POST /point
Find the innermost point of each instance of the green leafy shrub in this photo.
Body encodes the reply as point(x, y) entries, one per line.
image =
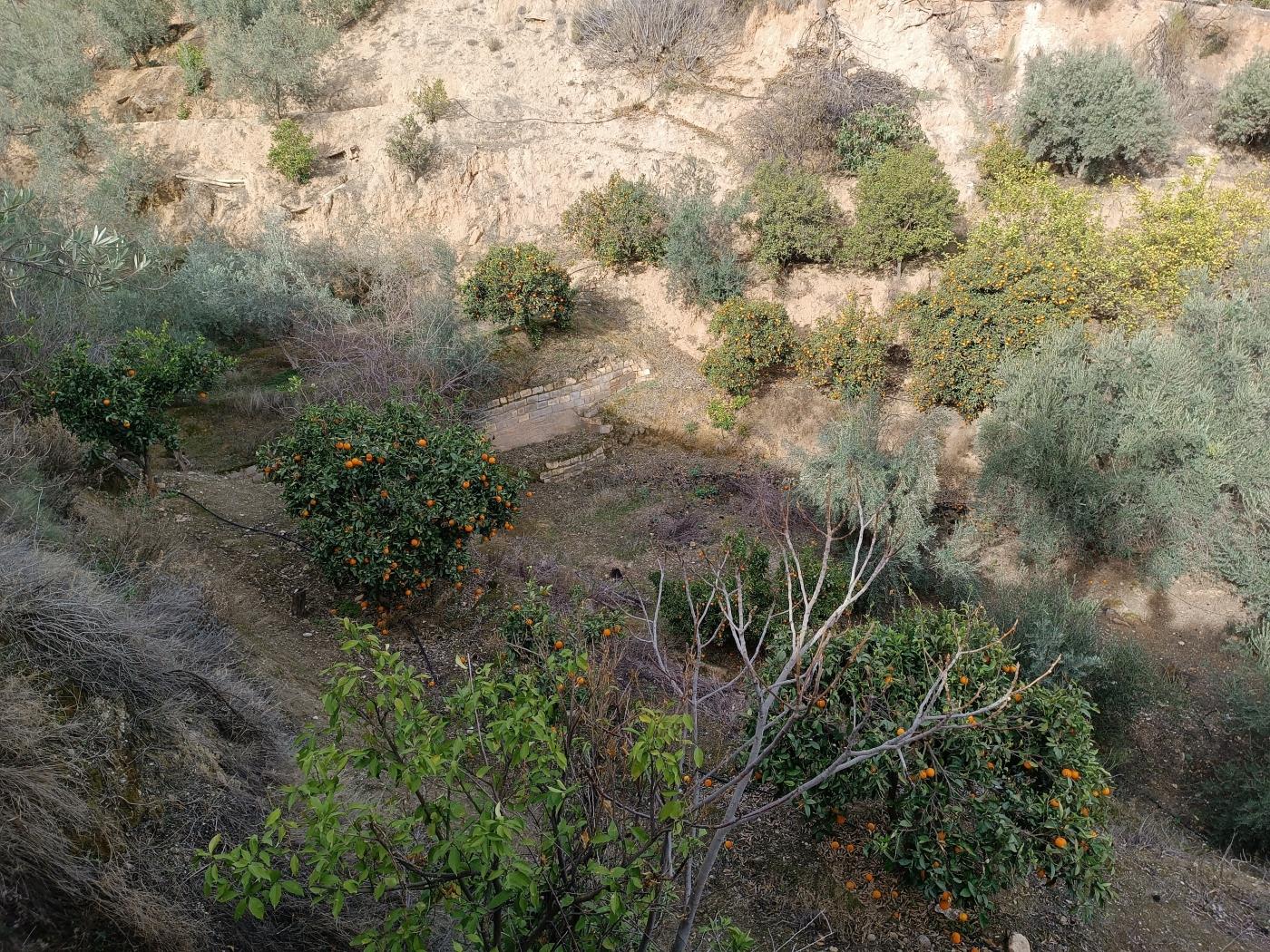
point(44, 75)
point(968, 812)
point(1184, 231)
point(432, 101)
point(531, 622)
point(721, 414)
point(269, 53)
point(1237, 796)
point(619, 225)
point(698, 259)
point(1132, 446)
point(292, 154)
point(1088, 112)
point(988, 302)
point(846, 353)
point(193, 67)
point(756, 336)
point(391, 500)
point(121, 403)
point(796, 218)
point(746, 559)
point(1003, 161)
point(132, 28)
point(520, 287)
point(499, 834)
point(408, 148)
point(904, 209)
point(1048, 621)
point(866, 133)
point(1244, 107)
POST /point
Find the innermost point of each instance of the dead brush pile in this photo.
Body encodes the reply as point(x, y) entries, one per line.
point(130, 738)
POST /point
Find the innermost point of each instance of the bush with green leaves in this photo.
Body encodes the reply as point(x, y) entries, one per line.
point(121, 403)
point(1001, 160)
point(796, 219)
point(968, 812)
point(520, 287)
point(1139, 446)
point(193, 67)
point(701, 266)
point(292, 154)
point(409, 148)
point(269, 53)
point(431, 101)
point(619, 225)
point(44, 73)
point(1089, 113)
point(1244, 107)
point(1237, 796)
point(864, 135)
point(1048, 621)
point(502, 834)
point(391, 500)
point(755, 338)
point(531, 624)
point(988, 304)
point(846, 353)
point(691, 600)
point(904, 209)
point(131, 28)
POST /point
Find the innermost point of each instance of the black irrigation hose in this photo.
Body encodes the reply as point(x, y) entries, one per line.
point(225, 520)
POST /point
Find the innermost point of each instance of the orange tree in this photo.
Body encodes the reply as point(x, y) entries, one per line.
point(415, 821)
point(755, 338)
point(121, 403)
point(394, 499)
point(520, 287)
point(972, 810)
point(990, 302)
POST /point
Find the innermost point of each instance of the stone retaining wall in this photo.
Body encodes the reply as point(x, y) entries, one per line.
point(539, 414)
point(572, 466)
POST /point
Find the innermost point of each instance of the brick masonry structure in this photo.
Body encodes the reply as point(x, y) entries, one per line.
point(539, 414)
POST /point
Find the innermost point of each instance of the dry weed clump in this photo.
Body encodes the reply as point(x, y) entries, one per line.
point(129, 736)
point(657, 37)
point(806, 108)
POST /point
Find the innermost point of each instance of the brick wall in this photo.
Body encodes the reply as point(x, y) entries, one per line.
point(539, 414)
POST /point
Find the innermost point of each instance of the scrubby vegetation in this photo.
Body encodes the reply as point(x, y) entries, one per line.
point(755, 338)
point(619, 225)
point(700, 262)
point(1244, 107)
point(765, 662)
point(292, 154)
point(408, 148)
point(866, 133)
point(1089, 113)
point(520, 287)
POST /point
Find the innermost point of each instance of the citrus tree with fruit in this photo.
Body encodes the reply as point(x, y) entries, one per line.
point(968, 811)
point(393, 500)
point(120, 403)
point(494, 831)
point(520, 287)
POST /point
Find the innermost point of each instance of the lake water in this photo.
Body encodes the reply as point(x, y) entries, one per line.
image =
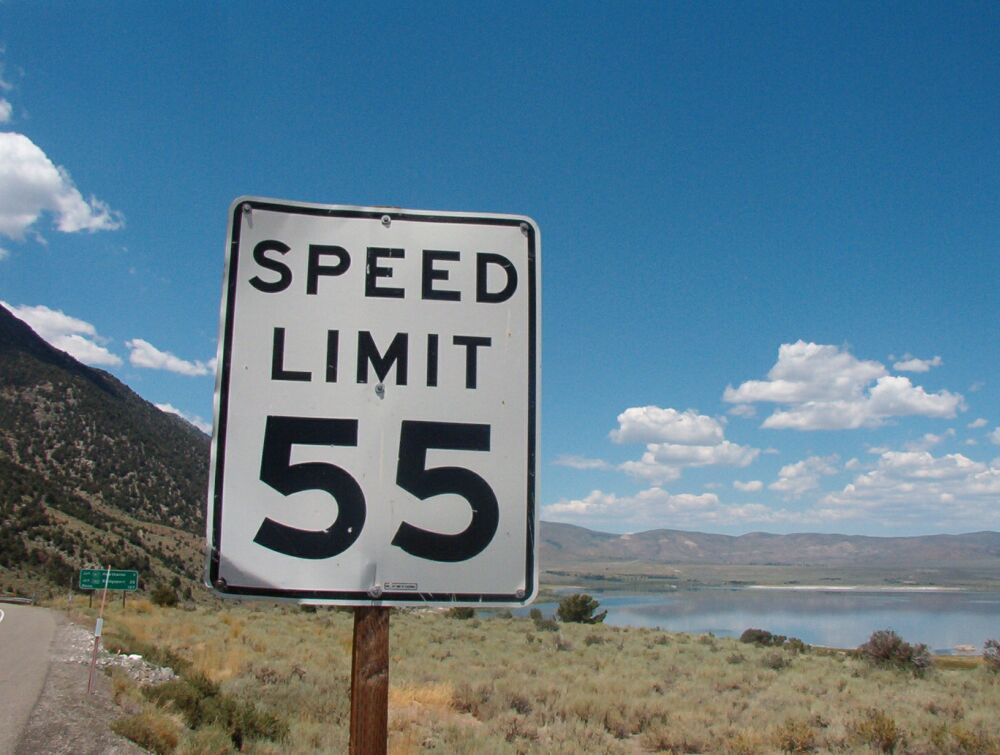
point(844, 619)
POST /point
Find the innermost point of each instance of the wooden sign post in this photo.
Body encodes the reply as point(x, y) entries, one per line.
point(370, 681)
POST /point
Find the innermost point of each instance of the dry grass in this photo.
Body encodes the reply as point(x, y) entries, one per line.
point(500, 685)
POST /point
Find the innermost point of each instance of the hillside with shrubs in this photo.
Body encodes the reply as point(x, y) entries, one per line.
point(91, 474)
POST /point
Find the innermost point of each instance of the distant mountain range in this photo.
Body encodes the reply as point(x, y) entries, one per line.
point(564, 544)
point(91, 474)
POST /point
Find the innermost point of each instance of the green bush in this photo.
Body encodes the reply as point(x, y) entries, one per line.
point(762, 638)
point(991, 655)
point(876, 729)
point(164, 595)
point(202, 703)
point(150, 730)
point(887, 649)
point(579, 609)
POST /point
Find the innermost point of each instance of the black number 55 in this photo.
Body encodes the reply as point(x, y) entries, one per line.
point(412, 475)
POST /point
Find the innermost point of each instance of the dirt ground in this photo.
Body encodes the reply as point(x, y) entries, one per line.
point(66, 719)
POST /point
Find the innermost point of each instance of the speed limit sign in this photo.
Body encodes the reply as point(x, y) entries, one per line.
point(376, 427)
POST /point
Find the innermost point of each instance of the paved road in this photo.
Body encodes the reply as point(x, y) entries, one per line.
point(26, 634)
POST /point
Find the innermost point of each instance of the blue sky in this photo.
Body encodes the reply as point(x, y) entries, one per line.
point(769, 231)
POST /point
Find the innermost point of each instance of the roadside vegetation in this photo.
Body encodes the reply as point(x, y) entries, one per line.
point(275, 679)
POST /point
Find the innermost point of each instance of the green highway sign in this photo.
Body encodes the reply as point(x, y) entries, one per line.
point(118, 579)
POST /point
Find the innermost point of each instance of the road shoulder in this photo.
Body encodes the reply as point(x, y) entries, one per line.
point(66, 720)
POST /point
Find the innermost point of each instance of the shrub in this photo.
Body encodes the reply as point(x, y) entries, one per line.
point(541, 623)
point(579, 609)
point(164, 595)
point(202, 703)
point(795, 735)
point(877, 729)
point(150, 729)
point(776, 660)
point(887, 649)
point(762, 637)
point(991, 655)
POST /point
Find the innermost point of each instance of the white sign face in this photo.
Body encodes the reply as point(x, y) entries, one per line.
point(375, 407)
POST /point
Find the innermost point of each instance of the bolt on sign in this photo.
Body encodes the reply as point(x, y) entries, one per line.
point(376, 400)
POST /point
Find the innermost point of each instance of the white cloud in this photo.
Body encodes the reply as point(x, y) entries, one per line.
point(929, 440)
point(194, 419)
point(580, 462)
point(656, 507)
point(30, 184)
point(946, 491)
point(808, 372)
point(76, 337)
point(912, 364)
point(144, 354)
point(794, 480)
point(825, 388)
point(663, 462)
point(651, 424)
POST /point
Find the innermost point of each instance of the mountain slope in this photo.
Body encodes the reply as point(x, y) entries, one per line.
point(89, 470)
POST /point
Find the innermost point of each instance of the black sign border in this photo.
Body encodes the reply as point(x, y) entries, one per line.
point(348, 597)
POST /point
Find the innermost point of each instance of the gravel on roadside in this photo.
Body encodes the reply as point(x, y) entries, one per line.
point(68, 721)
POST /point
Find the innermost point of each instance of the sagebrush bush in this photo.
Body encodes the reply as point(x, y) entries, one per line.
point(877, 729)
point(580, 609)
point(887, 649)
point(991, 655)
point(795, 735)
point(151, 730)
point(762, 637)
point(164, 595)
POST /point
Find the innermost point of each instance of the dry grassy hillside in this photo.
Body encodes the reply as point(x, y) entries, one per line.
point(506, 685)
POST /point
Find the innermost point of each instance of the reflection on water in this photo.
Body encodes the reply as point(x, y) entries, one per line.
point(942, 620)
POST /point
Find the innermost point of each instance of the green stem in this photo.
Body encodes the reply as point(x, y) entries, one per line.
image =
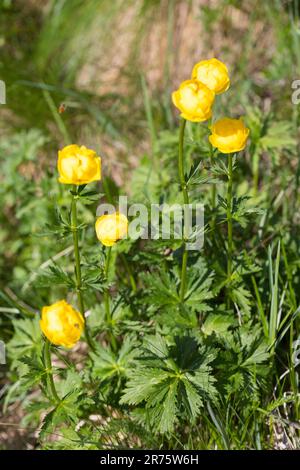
point(229, 220)
point(129, 272)
point(48, 364)
point(186, 203)
point(107, 299)
point(77, 263)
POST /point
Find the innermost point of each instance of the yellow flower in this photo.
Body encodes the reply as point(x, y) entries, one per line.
point(213, 73)
point(111, 227)
point(62, 324)
point(194, 100)
point(229, 135)
point(78, 165)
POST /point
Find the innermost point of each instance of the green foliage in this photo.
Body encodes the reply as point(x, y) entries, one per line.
point(171, 380)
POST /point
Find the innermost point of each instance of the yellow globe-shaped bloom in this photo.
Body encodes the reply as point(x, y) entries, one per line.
point(194, 100)
point(111, 227)
point(229, 135)
point(62, 324)
point(78, 165)
point(213, 73)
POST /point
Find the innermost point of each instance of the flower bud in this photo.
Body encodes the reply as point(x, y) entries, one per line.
point(194, 100)
point(229, 135)
point(213, 73)
point(78, 165)
point(62, 324)
point(111, 227)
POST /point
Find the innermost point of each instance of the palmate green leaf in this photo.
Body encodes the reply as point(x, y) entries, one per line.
point(162, 288)
point(54, 275)
point(108, 364)
point(180, 381)
point(199, 288)
point(218, 323)
point(36, 372)
point(242, 297)
point(25, 342)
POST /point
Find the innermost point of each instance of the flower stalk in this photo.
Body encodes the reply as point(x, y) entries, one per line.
point(229, 217)
point(48, 364)
point(107, 299)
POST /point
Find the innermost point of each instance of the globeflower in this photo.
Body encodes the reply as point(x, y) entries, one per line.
point(111, 227)
point(194, 100)
point(229, 135)
point(213, 73)
point(62, 324)
point(78, 165)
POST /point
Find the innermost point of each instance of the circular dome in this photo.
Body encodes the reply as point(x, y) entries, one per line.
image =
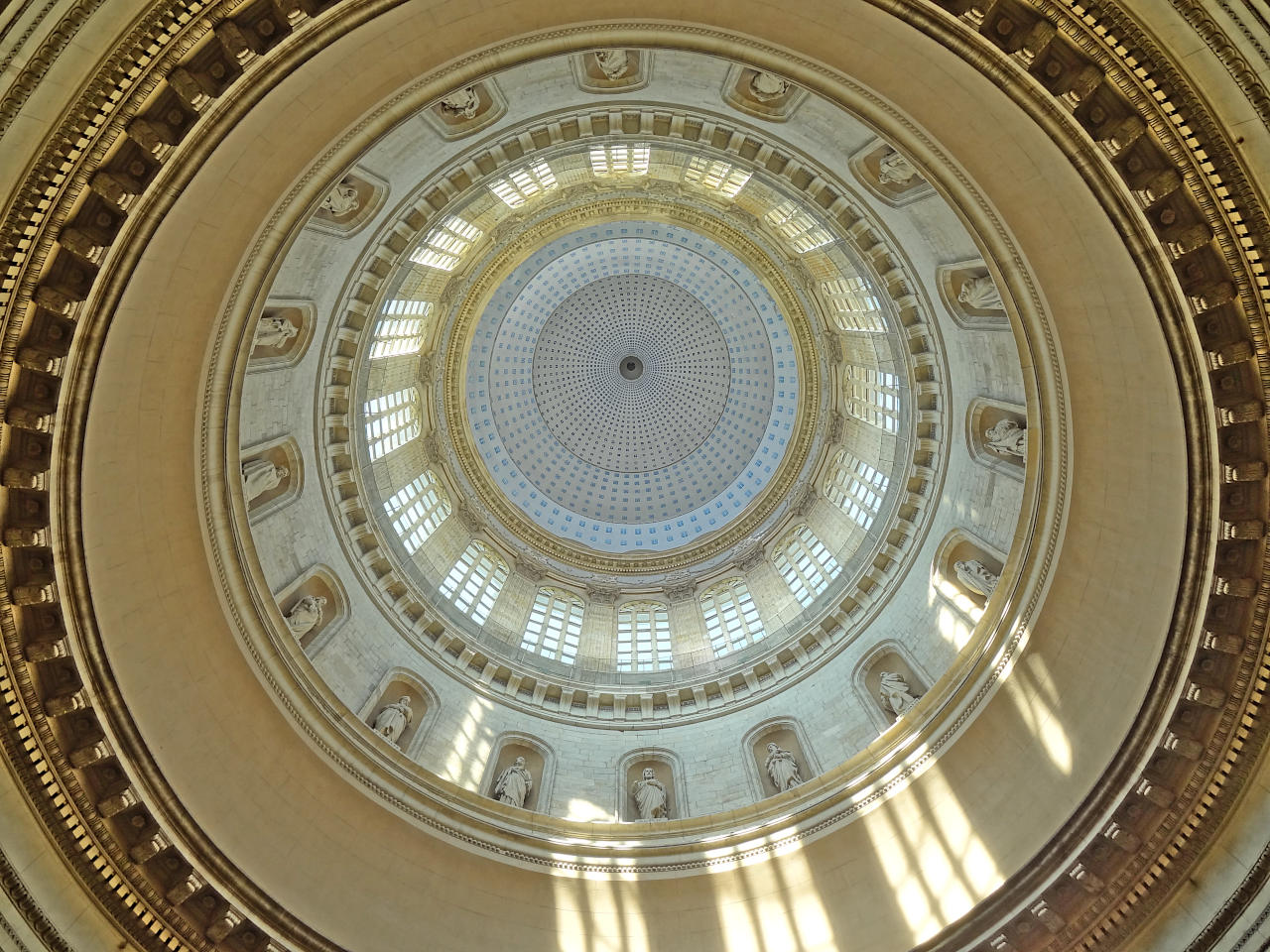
point(631, 386)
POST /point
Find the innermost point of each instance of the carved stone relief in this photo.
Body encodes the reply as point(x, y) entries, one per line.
point(271, 476)
point(762, 94)
point(612, 70)
point(466, 109)
point(281, 334)
point(971, 296)
point(889, 175)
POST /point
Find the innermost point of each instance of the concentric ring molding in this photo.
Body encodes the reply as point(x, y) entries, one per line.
point(1174, 95)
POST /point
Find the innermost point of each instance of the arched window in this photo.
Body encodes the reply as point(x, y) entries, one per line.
point(525, 182)
point(871, 397)
point(807, 565)
point(418, 509)
point(475, 581)
point(731, 617)
point(620, 159)
point(391, 420)
point(445, 244)
point(856, 488)
point(644, 638)
point(556, 625)
point(400, 329)
point(855, 308)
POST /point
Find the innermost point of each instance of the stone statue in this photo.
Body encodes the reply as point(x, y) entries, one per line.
point(766, 86)
point(975, 576)
point(1007, 436)
point(783, 769)
point(304, 617)
point(980, 295)
point(513, 784)
point(649, 794)
point(261, 476)
point(612, 62)
point(340, 200)
point(463, 103)
point(273, 331)
point(894, 169)
point(391, 721)
point(896, 694)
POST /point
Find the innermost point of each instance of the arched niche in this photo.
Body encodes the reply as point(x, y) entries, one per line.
point(539, 760)
point(349, 203)
point(987, 416)
point(785, 733)
point(425, 707)
point(603, 71)
point(883, 171)
point(281, 334)
point(962, 546)
point(466, 109)
point(971, 296)
point(888, 656)
point(762, 94)
point(667, 769)
point(318, 583)
point(254, 462)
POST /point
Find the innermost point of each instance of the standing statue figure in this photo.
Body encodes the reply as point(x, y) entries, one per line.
point(463, 103)
point(766, 86)
point(783, 769)
point(975, 576)
point(649, 794)
point(980, 295)
point(896, 694)
point(341, 199)
point(305, 615)
point(261, 476)
point(894, 169)
point(1007, 436)
point(273, 331)
point(391, 721)
point(612, 62)
point(513, 784)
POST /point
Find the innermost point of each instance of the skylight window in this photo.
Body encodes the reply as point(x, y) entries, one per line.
point(716, 176)
point(524, 184)
point(418, 509)
point(444, 245)
point(556, 625)
point(391, 421)
point(801, 229)
point(475, 580)
point(807, 565)
point(856, 488)
point(731, 617)
point(620, 159)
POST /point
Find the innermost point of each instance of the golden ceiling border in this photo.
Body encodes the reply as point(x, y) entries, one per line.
point(1042, 916)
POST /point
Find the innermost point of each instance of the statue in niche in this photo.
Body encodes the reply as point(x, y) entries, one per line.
point(261, 476)
point(273, 331)
point(340, 200)
point(781, 767)
point(896, 694)
point(513, 784)
point(649, 794)
point(305, 615)
point(1007, 438)
point(612, 62)
point(894, 169)
point(462, 103)
point(766, 86)
point(391, 721)
point(980, 295)
point(975, 576)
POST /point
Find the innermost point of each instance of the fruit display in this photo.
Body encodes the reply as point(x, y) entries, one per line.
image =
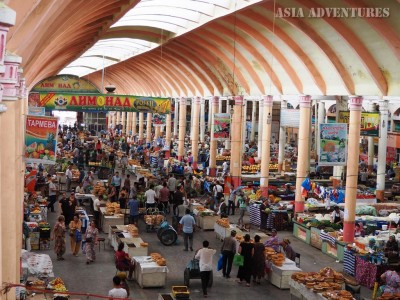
point(157, 257)
point(112, 208)
point(153, 219)
point(251, 168)
point(326, 280)
point(99, 190)
point(224, 222)
point(133, 230)
point(40, 151)
point(223, 157)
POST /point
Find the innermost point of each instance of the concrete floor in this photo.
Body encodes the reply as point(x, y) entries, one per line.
point(97, 278)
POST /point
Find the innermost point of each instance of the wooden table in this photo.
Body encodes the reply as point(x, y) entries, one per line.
point(205, 222)
point(148, 273)
point(107, 221)
point(279, 276)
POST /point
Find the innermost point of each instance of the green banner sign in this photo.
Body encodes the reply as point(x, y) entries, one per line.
point(99, 102)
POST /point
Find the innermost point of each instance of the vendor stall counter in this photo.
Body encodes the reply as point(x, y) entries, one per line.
point(222, 232)
point(148, 273)
point(280, 275)
point(107, 221)
point(205, 219)
point(302, 232)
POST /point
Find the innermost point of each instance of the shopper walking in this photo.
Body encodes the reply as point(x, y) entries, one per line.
point(91, 240)
point(228, 251)
point(117, 180)
point(187, 226)
point(258, 260)
point(246, 249)
point(242, 208)
point(205, 257)
point(59, 238)
point(68, 175)
point(150, 196)
point(52, 194)
point(75, 234)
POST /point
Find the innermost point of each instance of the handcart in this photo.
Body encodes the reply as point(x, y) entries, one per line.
point(192, 271)
point(167, 234)
point(153, 218)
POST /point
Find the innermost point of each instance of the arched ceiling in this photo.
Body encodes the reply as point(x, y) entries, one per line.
point(253, 51)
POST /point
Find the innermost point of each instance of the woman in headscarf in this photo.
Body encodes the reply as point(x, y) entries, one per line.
point(289, 252)
point(392, 248)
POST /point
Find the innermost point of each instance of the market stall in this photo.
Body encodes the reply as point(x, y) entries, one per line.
point(108, 219)
point(205, 218)
point(150, 272)
point(326, 284)
point(223, 228)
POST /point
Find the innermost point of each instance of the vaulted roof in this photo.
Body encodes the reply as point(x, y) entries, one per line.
point(217, 47)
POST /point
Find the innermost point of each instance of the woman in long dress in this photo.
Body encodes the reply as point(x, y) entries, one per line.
point(91, 240)
point(246, 249)
point(59, 238)
point(258, 260)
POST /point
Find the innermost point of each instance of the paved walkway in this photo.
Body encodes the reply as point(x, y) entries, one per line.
point(97, 278)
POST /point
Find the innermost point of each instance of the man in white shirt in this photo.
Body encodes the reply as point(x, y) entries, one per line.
point(150, 196)
point(68, 175)
point(205, 257)
point(96, 209)
point(52, 193)
point(117, 291)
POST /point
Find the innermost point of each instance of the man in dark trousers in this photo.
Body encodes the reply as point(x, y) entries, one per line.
point(228, 251)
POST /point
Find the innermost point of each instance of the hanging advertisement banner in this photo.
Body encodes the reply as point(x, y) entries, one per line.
point(369, 122)
point(40, 139)
point(290, 118)
point(100, 102)
point(222, 126)
point(36, 111)
point(333, 144)
point(159, 120)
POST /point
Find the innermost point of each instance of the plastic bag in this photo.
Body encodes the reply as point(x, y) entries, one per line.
point(219, 264)
point(238, 260)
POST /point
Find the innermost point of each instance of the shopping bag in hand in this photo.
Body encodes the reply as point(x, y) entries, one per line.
point(238, 260)
point(219, 264)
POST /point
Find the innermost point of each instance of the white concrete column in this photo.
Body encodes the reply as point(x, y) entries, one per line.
point(210, 112)
point(202, 120)
point(303, 149)
point(168, 129)
point(237, 135)
point(352, 169)
point(176, 118)
point(128, 123)
point(141, 126)
point(148, 127)
point(195, 130)
point(244, 126)
point(118, 117)
point(266, 155)
point(123, 121)
point(341, 105)
point(382, 149)
point(282, 141)
point(182, 128)
point(134, 123)
point(371, 152)
point(213, 142)
point(260, 122)
point(253, 121)
point(320, 120)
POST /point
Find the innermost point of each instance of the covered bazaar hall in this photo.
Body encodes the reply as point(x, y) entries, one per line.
point(124, 121)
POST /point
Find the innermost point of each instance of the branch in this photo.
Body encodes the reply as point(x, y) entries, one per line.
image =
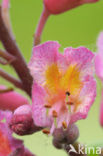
point(19, 64)
point(11, 79)
point(9, 58)
point(43, 19)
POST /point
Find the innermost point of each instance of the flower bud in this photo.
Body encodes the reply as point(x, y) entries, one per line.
point(22, 122)
point(59, 6)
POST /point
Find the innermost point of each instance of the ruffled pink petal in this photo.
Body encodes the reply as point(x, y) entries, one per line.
point(81, 56)
point(38, 109)
point(101, 110)
point(11, 100)
point(43, 56)
point(87, 95)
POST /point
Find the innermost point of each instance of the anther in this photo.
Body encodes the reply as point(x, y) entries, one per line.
point(45, 131)
point(67, 93)
point(64, 124)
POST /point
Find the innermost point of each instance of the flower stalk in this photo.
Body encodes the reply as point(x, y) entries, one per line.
point(43, 19)
point(19, 64)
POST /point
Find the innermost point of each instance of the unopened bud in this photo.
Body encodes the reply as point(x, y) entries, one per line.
point(22, 122)
point(67, 136)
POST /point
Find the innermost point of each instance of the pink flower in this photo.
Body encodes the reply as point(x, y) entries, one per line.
point(99, 69)
point(11, 100)
point(8, 144)
point(101, 110)
point(99, 57)
point(5, 4)
point(64, 88)
point(59, 6)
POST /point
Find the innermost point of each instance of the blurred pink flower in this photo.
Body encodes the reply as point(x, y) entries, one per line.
point(11, 100)
point(59, 6)
point(99, 69)
point(64, 88)
point(5, 3)
point(99, 57)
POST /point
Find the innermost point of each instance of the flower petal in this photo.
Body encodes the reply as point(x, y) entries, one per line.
point(43, 56)
point(38, 109)
point(81, 56)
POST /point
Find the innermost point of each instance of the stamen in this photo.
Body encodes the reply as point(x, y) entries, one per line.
point(55, 115)
point(64, 124)
point(45, 131)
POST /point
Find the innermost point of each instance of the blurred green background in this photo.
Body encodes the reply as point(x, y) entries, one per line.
point(77, 27)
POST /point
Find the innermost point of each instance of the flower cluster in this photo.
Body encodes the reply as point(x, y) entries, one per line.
point(61, 86)
point(64, 87)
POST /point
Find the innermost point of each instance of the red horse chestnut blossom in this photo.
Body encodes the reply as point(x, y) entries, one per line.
point(64, 88)
point(11, 100)
point(99, 70)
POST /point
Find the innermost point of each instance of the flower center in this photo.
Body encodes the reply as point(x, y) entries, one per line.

[ACTION ITEM]: What are the lines, exactly as written above, from the line with "Find the innermost point of each instance of the vendor" to the line with "dress in this photo.", both included? Output only those.

[YOUR SOLUTION]:
Find the innermost point of each instance of the vendor stall counter in this photo.
Body encodes the reply as point(x, y) entries, one per line.
point(222, 232)
point(148, 273)
point(280, 275)
point(107, 221)
point(205, 219)
point(302, 232)
POST /point
Find the innermost point of each instance of the shopper walking in this photo.
Body encodes the reply as point(x, y) entries, one per line.
point(91, 240)
point(228, 251)
point(117, 180)
point(187, 226)
point(258, 260)
point(246, 249)
point(242, 208)
point(205, 257)
point(59, 238)
point(68, 175)
point(150, 196)
point(52, 194)
point(75, 234)
POST /point
Find the innermost point of each instance of the handcart in this photo.
Body encodes the reply as point(x, y) entries, one per line.
point(192, 271)
point(167, 234)
point(153, 218)
POST /point
Find the innermost point of each instance of the arched ceiling in this photo.
Body encodes the reply as point(x, y) entries, one per line.
point(253, 51)
POST /point
Find the innermost point of each instance of the woman in headscarf in this photo.
Body encodes the reply as point(x, y) entries, one per line.
point(289, 252)
point(392, 248)
POST /point
Find the innermost point of each instance of the market stall in this photo.
Body encodes the reply as point(x, y) entries, one per line.
point(108, 219)
point(205, 218)
point(150, 272)
point(326, 284)
point(223, 228)
POST /point
Find the innermost point of each instance of the vaulted roof in this photo.
Body encodes the reply as point(x, y) entries, one per line.
point(217, 47)
POST /point
Find the innermost point of each instance of the woman in long dress in this photo.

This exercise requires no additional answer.